Point localization data:
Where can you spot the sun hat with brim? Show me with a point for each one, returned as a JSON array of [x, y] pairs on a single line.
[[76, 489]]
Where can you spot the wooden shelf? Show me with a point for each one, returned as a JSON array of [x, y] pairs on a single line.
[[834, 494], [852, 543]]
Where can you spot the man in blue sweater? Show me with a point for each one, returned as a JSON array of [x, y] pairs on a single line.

## [DIRECTIONS]
Nothing in the entries should be skipped. Output them all exactly.

## [EXERCISE ANSWER]
Where can you spot the sun hat with brim? Show me with a point for each one, returned as a JSON array of [x, y] pairs on a single line.
[[76, 489]]
Where can you spot the wooden shelf? Show me with a point for each one, returned as a JSON array of [x, y] pairs on a single line.
[[834, 494], [852, 543]]
Where can you spot the man in blue sweater? Show me with a point for each one, returned as a JSON array of [x, y] pairs on a single line.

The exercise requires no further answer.